■ Text provided:

= = = = =

The proposed research will develop a theoretical framework for studying interactions between the spread of: infectious diseases; technologies which treat disease or prevent its transmission; and norms and behaviors affecting the spread of disease. We will address general questions about how such phenomena are expected to interact, and also specific case studies, using publicly available data, focusing in particular on the case of HIV and circumcision. Crucially, we will work to link our general insights to our specific findings, and vice versa.

At the broadest level, we will look at abstract models of interacting spread on a "network" -- a population linked by connections, representing potential transmission either of information or disease. Much has already been learned about how diseases spread on networks, and about how to abstract key, measurable parameters from the huge amount of detail needed to completely specify a network. Typically, it is at least necessary to measure the mean and variance of individuals' numbers of connections, as well as a measure of how clustered connections are. Increasingly, it is becoming evident that changes in the network are important for disease spread; thus it may also be necessary to have a parameter that measures the rate of this change.

= = = = =

■ Entries provided:
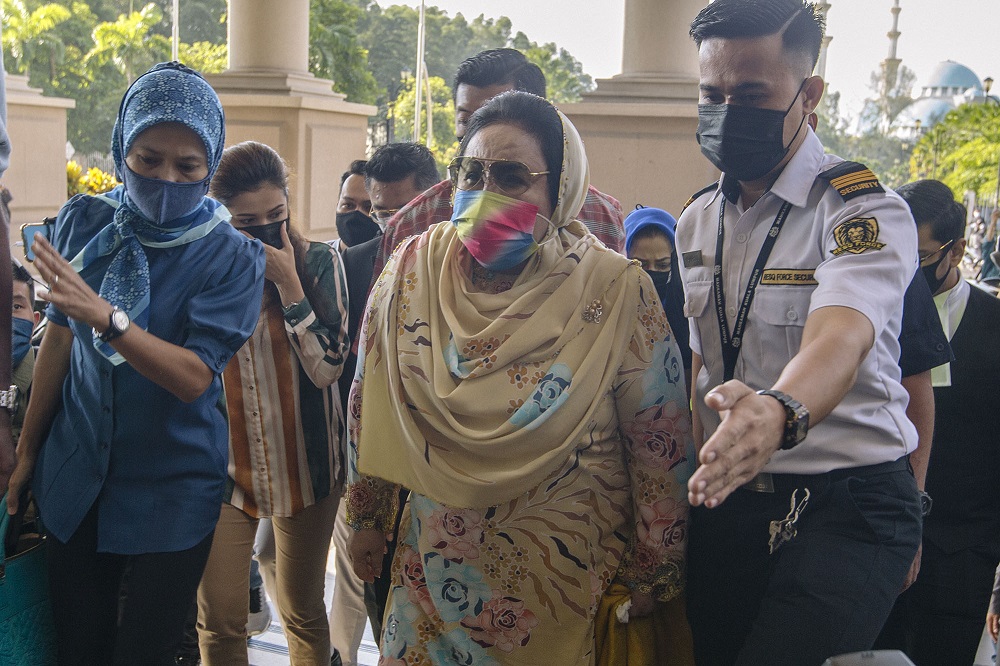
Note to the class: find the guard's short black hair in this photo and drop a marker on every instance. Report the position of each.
(801, 23)
(356, 168)
(394, 162)
(534, 115)
(932, 202)
(21, 274)
(498, 66)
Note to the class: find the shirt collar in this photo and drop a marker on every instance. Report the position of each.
(794, 182)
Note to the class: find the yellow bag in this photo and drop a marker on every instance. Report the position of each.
(660, 639)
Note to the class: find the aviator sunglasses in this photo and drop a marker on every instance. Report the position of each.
(471, 173)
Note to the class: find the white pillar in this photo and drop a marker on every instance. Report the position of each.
(659, 60)
(639, 126)
(270, 96)
(268, 35)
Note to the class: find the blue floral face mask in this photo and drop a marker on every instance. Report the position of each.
(20, 341)
(161, 201)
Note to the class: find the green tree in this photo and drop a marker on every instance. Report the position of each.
(130, 43)
(444, 147)
(30, 33)
(963, 150)
(892, 90)
(204, 57)
(335, 53)
(831, 126)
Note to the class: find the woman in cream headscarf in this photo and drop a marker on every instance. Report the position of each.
(521, 380)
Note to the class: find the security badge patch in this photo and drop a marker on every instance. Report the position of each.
(856, 235)
(792, 277)
(852, 179)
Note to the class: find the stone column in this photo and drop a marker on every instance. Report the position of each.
(255, 26)
(37, 174)
(270, 96)
(639, 126)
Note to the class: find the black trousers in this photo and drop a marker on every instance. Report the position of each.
(377, 593)
(825, 592)
(92, 626)
(939, 620)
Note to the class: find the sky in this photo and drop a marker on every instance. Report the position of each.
(966, 31)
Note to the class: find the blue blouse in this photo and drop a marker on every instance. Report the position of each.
(155, 465)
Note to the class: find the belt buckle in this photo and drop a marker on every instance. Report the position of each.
(762, 483)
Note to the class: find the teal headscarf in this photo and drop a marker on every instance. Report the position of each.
(167, 93)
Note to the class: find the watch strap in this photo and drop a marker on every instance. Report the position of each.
(796, 418)
(8, 398)
(112, 331)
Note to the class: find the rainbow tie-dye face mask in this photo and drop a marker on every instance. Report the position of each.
(496, 230)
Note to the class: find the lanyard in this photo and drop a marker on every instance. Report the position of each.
(731, 344)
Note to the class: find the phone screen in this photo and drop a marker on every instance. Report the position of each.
(30, 231)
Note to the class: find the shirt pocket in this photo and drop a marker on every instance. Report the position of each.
(696, 298)
(780, 315)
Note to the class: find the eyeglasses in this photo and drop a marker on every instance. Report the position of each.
(925, 257)
(384, 214)
(471, 173)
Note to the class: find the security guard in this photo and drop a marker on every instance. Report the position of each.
(805, 514)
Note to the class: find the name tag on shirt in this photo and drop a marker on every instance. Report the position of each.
(692, 259)
(789, 276)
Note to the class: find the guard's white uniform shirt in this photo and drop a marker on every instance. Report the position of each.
(803, 274)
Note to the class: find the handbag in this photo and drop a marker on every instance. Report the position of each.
(660, 639)
(27, 632)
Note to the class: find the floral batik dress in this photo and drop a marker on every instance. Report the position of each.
(519, 583)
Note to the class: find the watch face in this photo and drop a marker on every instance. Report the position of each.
(120, 320)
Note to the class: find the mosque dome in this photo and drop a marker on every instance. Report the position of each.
(950, 78)
(928, 110)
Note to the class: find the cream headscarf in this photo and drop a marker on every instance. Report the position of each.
(444, 411)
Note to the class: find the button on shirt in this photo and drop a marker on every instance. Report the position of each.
(869, 425)
(156, 466)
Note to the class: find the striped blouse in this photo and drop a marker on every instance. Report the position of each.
(285, 418)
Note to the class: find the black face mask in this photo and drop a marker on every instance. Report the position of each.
(660, 280)
(930, 272)
(355, 228)
(268, 234)
(743, 141)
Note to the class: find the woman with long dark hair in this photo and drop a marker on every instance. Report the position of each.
(286, 426)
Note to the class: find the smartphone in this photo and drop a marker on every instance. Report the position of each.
(30, 231)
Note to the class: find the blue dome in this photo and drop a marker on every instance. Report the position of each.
(928, 110)
(951, 78)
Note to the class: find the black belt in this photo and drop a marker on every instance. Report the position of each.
(766, 482)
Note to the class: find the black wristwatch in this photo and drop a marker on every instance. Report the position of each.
(796, 418)
(925, 503)
(118, 323)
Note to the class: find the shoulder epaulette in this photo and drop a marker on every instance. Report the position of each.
(708, 188)
(852, 179)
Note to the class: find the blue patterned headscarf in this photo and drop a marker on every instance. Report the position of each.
(167, 93)
(170, 93)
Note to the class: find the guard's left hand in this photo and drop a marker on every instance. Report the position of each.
(67, 290)
(750, 432)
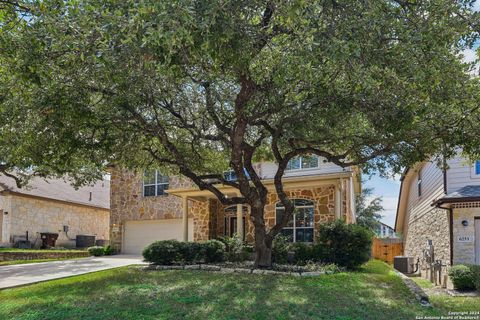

= = = = =

■ Explore the material:
A: In the research proposal on disease spread, why might a parameter for the rate of network change be needed? Answer in one to three sentences.
B: List every network measure that the research proposal on disease spread says is necessary, or may be necessary, to measure.
C: Continue the research proposal on disease spread from its last sentence.

■ Answers to the tasks:
A: Changes in the network are increasingly being recognized as important for disease spread. A parameter measuring how fast the network changes may therefore be needed along with the other measures.

B:
- The mean of individuals' numbers of connections
- The variance of individuals' numbers of connections
- A measure of how clustered connections are
- A parameter that measures the rate of change in the network

C:
We will work to solidify understanding of simple principles of how diseases spread on networks, and then to expand them to include interactions between disease spread and changes in behavior. Simple models have already explored feedbacks between disease prevalence and behavior changes, but as far as we know this has been done mostly in a phenomenological fashion, not explicitly considering the spread of messages, and mostly without taking network structure into account.

At a more concrete level, we will investigate and characterize available data from Africa about HIV incidence, traditional and changing patterns of male circumcision, and surveys about sexual behavior, attitudes and beliefs. We will investigate what factors determine how well messages (both accurate and inaccurate) spread, and how effective these messages are at changing behavior. Unfortunately, most existing sexual behavior surveys provide limited ability to separate attitudes from behavior. We will therefore supplement available survey data with our own, relatively small-scale surveys in Africa to begin to disentangle issues that cannot be resolved from the broader surveys.

We will work to bridge the abstract and the concrete, both by using insights from modeling to guide data analysis (and, eventually, data collection), and by using results from data analysis to construct more specific models, which we will analyze in parallel with the simpler basic models. For example, we will expand our basic model to account for the fact that the sexual-contact network on which HIV spreads is different from the communication network on which information spreads (although they encompass the same group of people). We will further investigate the effects of "directional" interactions -- i.e., a doctor or journalist may transmit information to many people, but receive information from only a few.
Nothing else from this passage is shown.